-- Start of Passage given --

Re: Task-level scheduling

Elad Kalif Tue, 09 Nov 2021 11:06:47 -0800

The reasoning behind having a task schedule is explained by removing the
need to spin up a task to make the decision about skipping.


@Malthe I'm curious to know how many such "redundant" decision making
tasks/junctions you have in your DAGs?
I wonder if a DAG has too many of such junctions, maybe the tasks are not
really part of that DAG and should simply be moved to another DAG with a
different scheduling?
I too have use cases of skipping tasks from workflows but counting how many
such "redundant" junctions I have is nothing compared to the number of
tasks in my system so it's very tolerable.

On Mon, Nov 8, 2021 at 4:37 AM Daniel Standish <[email protected]> wrote:

> typo:
>>
>> I'm a bit skeptical that there would be a good interface for like a
>> task-level-timetable-override if that's where you're going -- like a way
>> for each schedule *task *to have its own timetable override that's
>> processed within the dag run.
>>
>
> On Sun, Nov 7, 2021 at 6:34 PM Daniel Standish <[email protected]>
> wrote:
>
>> A bit confused about what you're proposing Malthe.
>>
>> The thread subject is "task-level schedulling" but it says "there is no
>> such interface to control
>> task-level scheduling – or more specifically, the ability to control
>> which DAG runs to skip."
>>
>> This makes it sound like you're talking about being able to have logic to
>> skip a dag.
>>
>> If we're really talking about skipping dag runs, I suppose it depends
>> what the skip logic is.   If it's date based you could use the timetable
>> interface to do so, otherwise yeah it would have to be done from a task.  I
>> don't think of a maybe-skip task as causing that much overhead.
>>
>> But maybe you're talking about having skip logic within each task that
>> isn't managed by a branch operator or similar.
>>
>> It's fairly easy to achieve this already with a subclass.
>>
>> class SkippyBashOperator(BashOperator):
>>     def execute(context):
>>         if certain_conditions:
>>             raise AirflowSkipException("I skipped")
>>         super().execute(context)
>>
>> re
>>
>> It should be evident from the task execution details why the task was
>>> skipped – the interface should provide the necessary string
>>> representation functionality.
>>>
>>
>> i think that being able to put a `reason` in AirlfowSkipException and
>> have that be somehow visible in UI could be good. Also, being able to
>> specify `color` could also be nice.
>>
>> re
>>
>>> Main problem of such an approach (currently) is that there is no
>>> visual indication that a specific task was actually "skipped" rather
>>> than "executed"
>>>
>>
>> The current UI _does_ already indicate when a task is skipped -- it's a
>> light pink color.  But maybe I misunderstand something.
>>
>> I'm a bit skeptical that there would be a good interface for like a
>> task-level-timetable-override if that's where you're going -- like a way
>> for each schedule to have its own timetable override that's processed
>> within the dag run.

-- End of Passage given --

**Tasks to perform**
• a. In the task-level scheduling thread, what color does the current UI use to show that a task was skipped?
• b. Continue the task-level scheduling thread from its last line.

-- Start of Data lines --

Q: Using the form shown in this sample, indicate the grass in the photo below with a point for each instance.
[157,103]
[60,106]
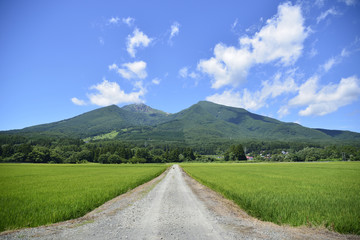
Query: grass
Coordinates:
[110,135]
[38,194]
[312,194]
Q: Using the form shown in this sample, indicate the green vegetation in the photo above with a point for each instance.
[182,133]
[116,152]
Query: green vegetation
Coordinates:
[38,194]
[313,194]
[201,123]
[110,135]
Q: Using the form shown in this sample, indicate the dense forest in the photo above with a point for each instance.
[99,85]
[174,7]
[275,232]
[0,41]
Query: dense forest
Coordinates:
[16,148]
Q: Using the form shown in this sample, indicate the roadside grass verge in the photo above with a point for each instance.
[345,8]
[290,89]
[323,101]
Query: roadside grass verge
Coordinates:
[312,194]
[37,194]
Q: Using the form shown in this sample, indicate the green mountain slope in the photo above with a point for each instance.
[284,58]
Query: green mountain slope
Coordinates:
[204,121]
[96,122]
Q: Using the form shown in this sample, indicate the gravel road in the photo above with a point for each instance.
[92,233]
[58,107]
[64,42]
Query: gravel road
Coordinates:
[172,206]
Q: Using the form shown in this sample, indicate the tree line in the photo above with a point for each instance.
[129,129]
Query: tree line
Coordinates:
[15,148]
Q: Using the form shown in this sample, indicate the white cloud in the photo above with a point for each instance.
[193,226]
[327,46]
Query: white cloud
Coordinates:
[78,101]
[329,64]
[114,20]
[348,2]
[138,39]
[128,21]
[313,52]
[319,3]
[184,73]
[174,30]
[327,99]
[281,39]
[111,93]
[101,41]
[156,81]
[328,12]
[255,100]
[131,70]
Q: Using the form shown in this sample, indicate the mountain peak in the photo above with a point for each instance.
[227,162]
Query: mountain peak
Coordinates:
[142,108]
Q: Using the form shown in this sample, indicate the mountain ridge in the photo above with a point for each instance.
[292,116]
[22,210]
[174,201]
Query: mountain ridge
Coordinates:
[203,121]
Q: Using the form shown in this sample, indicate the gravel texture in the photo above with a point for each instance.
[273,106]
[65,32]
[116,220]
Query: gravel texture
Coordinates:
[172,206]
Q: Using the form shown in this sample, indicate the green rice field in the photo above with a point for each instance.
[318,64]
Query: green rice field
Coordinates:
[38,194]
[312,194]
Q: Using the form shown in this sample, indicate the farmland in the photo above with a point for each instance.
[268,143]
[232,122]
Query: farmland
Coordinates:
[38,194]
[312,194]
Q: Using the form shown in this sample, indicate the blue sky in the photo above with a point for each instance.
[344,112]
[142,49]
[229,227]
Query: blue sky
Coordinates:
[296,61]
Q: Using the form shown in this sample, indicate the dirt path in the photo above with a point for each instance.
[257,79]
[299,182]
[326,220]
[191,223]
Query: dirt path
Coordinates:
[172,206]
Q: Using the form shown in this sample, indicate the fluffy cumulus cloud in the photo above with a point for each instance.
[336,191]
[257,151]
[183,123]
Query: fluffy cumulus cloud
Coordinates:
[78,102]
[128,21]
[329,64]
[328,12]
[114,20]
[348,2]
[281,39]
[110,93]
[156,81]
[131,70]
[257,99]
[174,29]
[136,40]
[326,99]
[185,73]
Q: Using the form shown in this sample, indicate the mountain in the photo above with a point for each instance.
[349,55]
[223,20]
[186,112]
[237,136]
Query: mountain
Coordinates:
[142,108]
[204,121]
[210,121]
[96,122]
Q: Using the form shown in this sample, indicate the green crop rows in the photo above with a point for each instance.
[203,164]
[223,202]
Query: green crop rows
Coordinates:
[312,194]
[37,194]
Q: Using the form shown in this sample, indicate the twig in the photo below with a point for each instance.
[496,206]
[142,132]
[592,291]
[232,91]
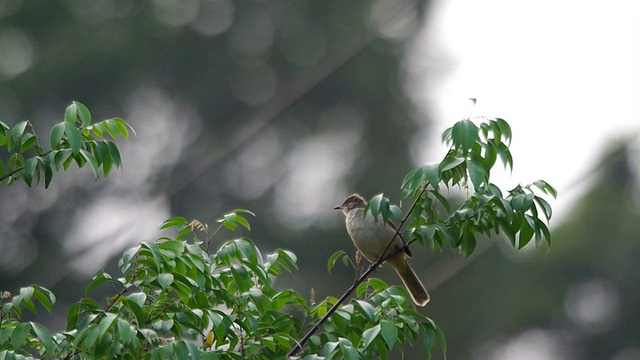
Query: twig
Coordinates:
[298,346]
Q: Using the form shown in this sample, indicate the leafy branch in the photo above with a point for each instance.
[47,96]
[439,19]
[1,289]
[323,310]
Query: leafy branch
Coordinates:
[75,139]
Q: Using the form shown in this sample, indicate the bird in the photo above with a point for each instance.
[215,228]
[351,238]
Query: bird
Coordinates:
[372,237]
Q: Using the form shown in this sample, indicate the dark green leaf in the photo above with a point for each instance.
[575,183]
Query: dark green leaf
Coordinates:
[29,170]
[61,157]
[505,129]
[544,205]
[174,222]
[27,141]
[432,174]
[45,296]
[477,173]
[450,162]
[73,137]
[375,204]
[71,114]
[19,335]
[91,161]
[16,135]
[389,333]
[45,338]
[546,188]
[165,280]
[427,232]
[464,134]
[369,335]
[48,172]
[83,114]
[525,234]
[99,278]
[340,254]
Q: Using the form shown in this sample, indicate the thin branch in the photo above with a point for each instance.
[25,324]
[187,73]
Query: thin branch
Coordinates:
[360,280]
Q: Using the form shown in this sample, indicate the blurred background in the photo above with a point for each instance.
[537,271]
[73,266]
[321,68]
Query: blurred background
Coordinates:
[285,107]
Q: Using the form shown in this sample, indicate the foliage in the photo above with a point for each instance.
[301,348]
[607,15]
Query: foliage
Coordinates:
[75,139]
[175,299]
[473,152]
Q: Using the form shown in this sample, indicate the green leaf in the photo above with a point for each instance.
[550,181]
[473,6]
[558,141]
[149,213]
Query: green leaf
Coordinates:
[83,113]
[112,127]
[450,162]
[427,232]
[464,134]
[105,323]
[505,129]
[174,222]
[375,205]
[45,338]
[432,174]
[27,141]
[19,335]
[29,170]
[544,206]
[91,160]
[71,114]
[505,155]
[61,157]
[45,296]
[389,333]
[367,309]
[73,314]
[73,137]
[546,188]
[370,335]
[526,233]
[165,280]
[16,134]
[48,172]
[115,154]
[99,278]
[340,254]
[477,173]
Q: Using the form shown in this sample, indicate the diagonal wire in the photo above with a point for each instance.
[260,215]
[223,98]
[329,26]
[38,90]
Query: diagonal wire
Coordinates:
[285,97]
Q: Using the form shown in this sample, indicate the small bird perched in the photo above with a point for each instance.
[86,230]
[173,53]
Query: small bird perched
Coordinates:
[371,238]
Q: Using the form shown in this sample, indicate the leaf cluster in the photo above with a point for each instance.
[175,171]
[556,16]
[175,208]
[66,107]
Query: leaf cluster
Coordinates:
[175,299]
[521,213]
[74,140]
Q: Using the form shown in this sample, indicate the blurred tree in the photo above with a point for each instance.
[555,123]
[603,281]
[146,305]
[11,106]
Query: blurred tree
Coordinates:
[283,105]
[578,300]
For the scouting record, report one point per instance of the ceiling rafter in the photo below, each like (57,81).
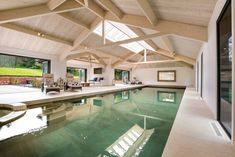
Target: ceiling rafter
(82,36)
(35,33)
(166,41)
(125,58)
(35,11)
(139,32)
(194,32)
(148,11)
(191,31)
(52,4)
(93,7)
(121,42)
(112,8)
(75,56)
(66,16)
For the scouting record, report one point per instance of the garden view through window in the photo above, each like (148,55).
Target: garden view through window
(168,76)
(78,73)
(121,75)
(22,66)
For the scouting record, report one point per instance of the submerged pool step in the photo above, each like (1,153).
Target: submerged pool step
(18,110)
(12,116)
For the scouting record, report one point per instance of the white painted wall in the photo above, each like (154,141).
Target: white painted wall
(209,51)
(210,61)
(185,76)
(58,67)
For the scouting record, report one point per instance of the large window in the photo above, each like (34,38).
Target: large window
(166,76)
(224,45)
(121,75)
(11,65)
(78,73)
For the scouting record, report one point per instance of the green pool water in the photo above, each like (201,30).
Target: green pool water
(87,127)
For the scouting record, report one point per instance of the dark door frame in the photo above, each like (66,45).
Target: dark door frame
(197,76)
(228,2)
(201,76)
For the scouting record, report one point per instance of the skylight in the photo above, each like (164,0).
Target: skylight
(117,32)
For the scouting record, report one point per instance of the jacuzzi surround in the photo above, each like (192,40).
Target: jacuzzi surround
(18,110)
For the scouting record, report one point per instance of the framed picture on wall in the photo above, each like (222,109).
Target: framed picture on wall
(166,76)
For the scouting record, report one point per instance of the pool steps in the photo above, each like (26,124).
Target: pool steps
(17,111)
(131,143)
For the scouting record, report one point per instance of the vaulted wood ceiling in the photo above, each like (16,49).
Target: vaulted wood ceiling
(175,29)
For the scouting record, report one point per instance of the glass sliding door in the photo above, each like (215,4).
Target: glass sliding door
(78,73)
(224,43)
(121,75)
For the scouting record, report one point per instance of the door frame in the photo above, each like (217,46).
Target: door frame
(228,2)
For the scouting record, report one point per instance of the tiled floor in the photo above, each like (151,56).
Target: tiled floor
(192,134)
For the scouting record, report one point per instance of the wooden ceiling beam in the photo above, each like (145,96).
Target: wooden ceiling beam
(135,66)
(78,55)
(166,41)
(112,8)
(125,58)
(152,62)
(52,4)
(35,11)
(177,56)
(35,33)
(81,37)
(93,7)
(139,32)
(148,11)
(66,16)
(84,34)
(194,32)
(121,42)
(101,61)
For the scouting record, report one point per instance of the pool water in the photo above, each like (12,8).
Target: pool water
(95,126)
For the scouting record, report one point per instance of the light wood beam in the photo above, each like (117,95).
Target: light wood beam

-- End of Data lines --

**Solved problems**
• a. Light pink.

• b.
>>
>> Or are you proposing that we allow tasks to exist and be schedulable
>> without being associated with a dag?
>>
>>
>> On Sun, Nov 7, 2021 at 2:07 PM Jarek Potiuk <[email protected]> wrote:
>>
>>> I have mixed feelings about that one.
>>>
>>> I understand that sometimes you would like to skip processing of a
>>> single task using schedule "criteria", but IMHO that creates some
>>> ambiguities and the necessity of more complex logic for the remainder
>>> of DAGs. One thing is that you cannot really specify "output" for such
>>> a task. If it is skipped then it does not produce any output, so the
>>> logic of skipping previous tasks should be included in the following
>>> tasks.
>>>
>>> You really need to say "if another task was skipped, don't use it's
>>> output". Or similar. Another variant of this is "if the output does
>>> not exist", but that's a bit of implicit behaviour and does not play
>>> well with - some edge cases - for example - adding such conditional
>>> skip and back-filling history. If you base it on the existence of
>>> output backfilling will not work.
>>>
>>> So if you have tasks that pass any outputs, this approach might be
>>> quite problematic IMHO.
>>>
>>> Somehow I have a feeling that it's much easier to this kind of
>>> skipping using either the branch operator mentioned by Ash (then the
>>> output might be either "prepared' or "empty" depending on the branch)
>>> or even have custom PythonOperator/@task callable where you produce
>>> either "prepared" or "empty" output based on some time/cron logic.
>>> That somehow feels much more consistent and much more flexible, as you
>>> can base your decision on how you are running the task based on more
>>> criteria..
>>>
>>> Main problem of such an approach (currently) is that there is no
>>> visual indication that a specific task was actually "skipped" rather
>>> than "executed". This is true, but as I see it (and this is a much
>>> more generic approach) as an opportunity here to add such an indicator
>>> of task execution "flavour".
>>>
>>> When a task was executed it could be executed this or that way and
>>> mark it's status as such. This could be an icon, border, text color (I
>>> guess Brent can come with some ideas here) - some way to indicate that
>>> the task in this "dagrun" was run differently than in the "yesterdays"
>>> one. And it would not be limited to a "time schedule" difference only.
>>> It could be based on much more complex and different criteria. If we
>>> actually "execute" such a task rather than just "skip/run" we have the
>>> powers of custom Python code working for us.
>>>
>>> I can imagine very different "flavours" of execution:
>>>
>>> * based on time of day/week etc. (your case)
>>> * based on amount of data to process
>>> * based on number of errors/warnings encountered during processing
>>> * based on type of data seen
>>>
>>> Also the problem with "task-based schedule" is that due to the
>>> scheduler that cannot run any custom DAG-writer provided code, the
>>> flexibility of timeline logic is limited to whatever has been
>>> installed as a plugin by the admin. If we assume that "task execution"
>>> actually happens for such "conditional execution tasks", then we can
>>> run a code which has been written by the DAG writer - which adds to
>>> the flexibility of task execution logic and this flexibility is
>>> infinite.
>>>
>>> I feel that adding a timeline-only "flavour" of a run is very limiting
>>> and we can do better.
>>>
>>> But I am happy to discuss it stil.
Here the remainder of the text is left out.